Point-per-instance localization data
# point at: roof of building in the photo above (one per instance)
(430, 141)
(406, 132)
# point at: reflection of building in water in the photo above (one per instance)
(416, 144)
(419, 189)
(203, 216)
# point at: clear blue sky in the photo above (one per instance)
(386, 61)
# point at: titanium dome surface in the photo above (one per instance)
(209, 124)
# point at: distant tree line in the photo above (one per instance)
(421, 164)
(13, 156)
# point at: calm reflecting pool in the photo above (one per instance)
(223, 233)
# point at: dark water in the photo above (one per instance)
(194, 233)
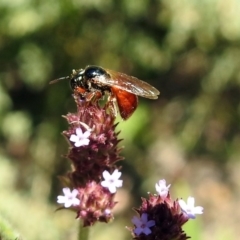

Exercise brief: Leave out every picture, and write out exactly the lines from the one with "# point at: dark" through the end of the records above, both ends included.

Response to the task:
# point at: dark water in the photo above (one per instance)
(194, 233)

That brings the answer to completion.